Robert Adolph Wilton Morley, CBE (26 May 1908 – 3 June 1992) was an English actor who enjoyed a lengthy career in both Britain and the United States. He was frequently cast as a pompous English gentleman representing the Establishment, often in supporting roles. In 1939 he received an Academy Award nomination for Best Supporting Actor for his portrayal of King Louis XVI in Marie Antoinette.

In Movie Encyclopedia, film critic Leonard Maltin describes Morley as "recognisable by his ungainly bulk, bushy eyebrows, thick lips and double chin, ... particularly effective when cast as a pompous windbag." Ephraim Katz in his International Film Encyclopaedia describes Morley as "a rotund, triple-chinned, delightful character player of the British and American stage and screen." In his autobiography, Responsible Gentleman, Morley said his stage career started with managements valuing his appearance for playing "substantial gentleman" roles – as a doctor, lawyer, accountant or other professional member of society.

(Dataset excerpt)
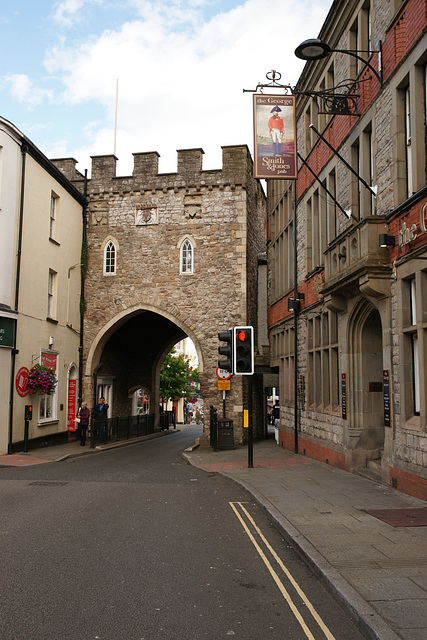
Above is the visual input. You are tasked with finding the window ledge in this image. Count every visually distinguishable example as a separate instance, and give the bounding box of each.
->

(Your tasks)
A. Reproduce verbatim the part of the Robert Morley passage from "In Movie Encyclopedia, film" up to and including "member of society.".
B. Answer these questions from the Robert Morley passage:
(i) Which role brought Morley an Academy Award nomination, and in what film?
(ii) What is the title of Morley's autobiography?
(iii) Who wrote the International Film Encyclopaedia?

(Answers for this exercise)
A.
In Movie Encyclopedia, film critic Leonard Maltin describes Morley as "recognisable by his ungainly bulk, bushy eyebrows, thick lips and double chin, ... particularly effective when cast as a pompous windbag." Ephraim Katz in his International Film Encyclopaedia describes Morley as "a rotund, triple-chinned, delightful character player of the British and American stage and screen." In his autobiography, Responsible Gentleman, Morley said his stage career started with managements valuing his appearance for playing "substantial gentleman" roles – as a doctor, lawyer, accountant or other professional member of society.

B.
(i) King Louis XVI in Marie Antoinette
(ii) Responsible Gentleman
(iii) Ephraim Katz